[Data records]
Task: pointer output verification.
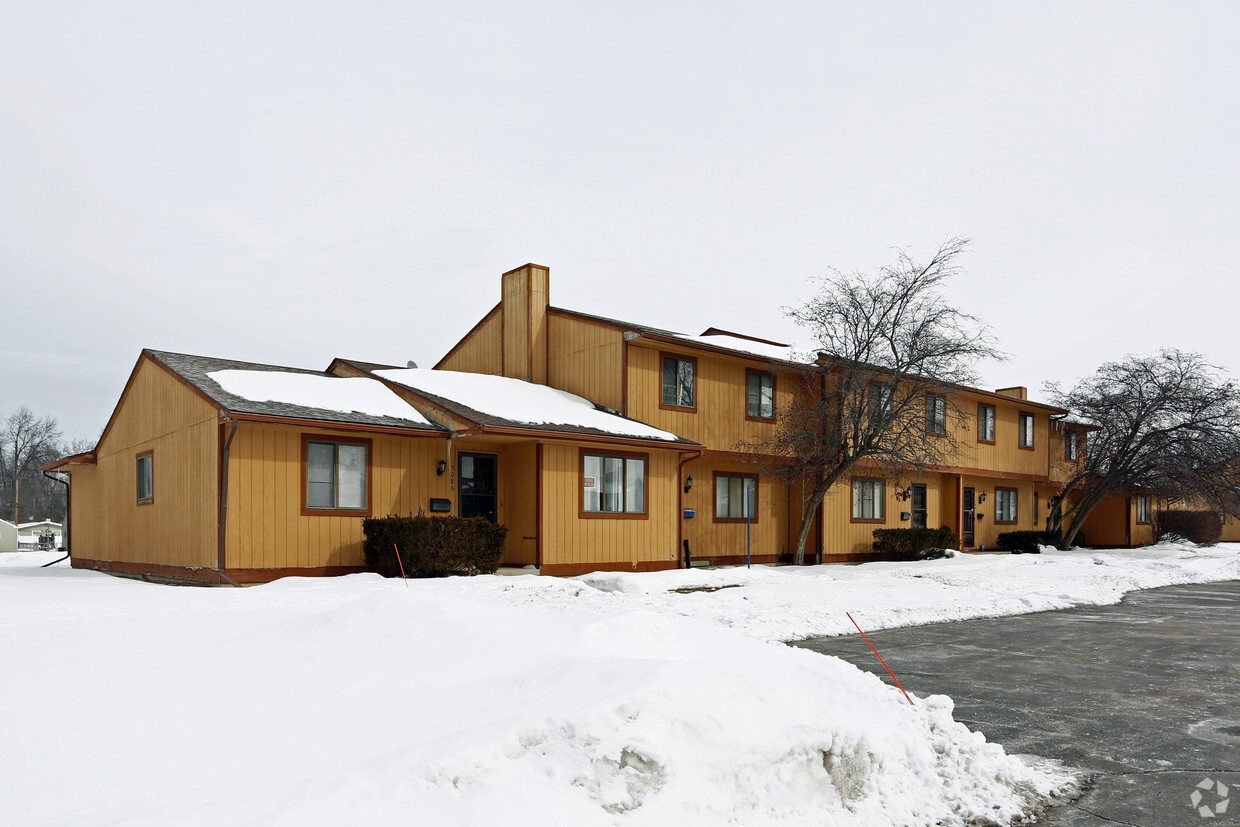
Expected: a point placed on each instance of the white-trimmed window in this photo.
(735, 496)
(613, 484)
(1005, 505)
(868, 500)
(760, 396)
(680, 382)
(336, 474)
(1026, 430)
(145, 477)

> **Aim of the task**: Return every line above verbatim, pictures excluded.

> **Exercise solution**:
Task: pointer output verification.
Expected: a point placed on each instance of the white-trimmed window in this photo.
(735, 496)
(613, 484)
(1005, 505)
(868, 500)
(760, 396)
(680, 382)
(336, 474)
(1026, 430)
(145, 477)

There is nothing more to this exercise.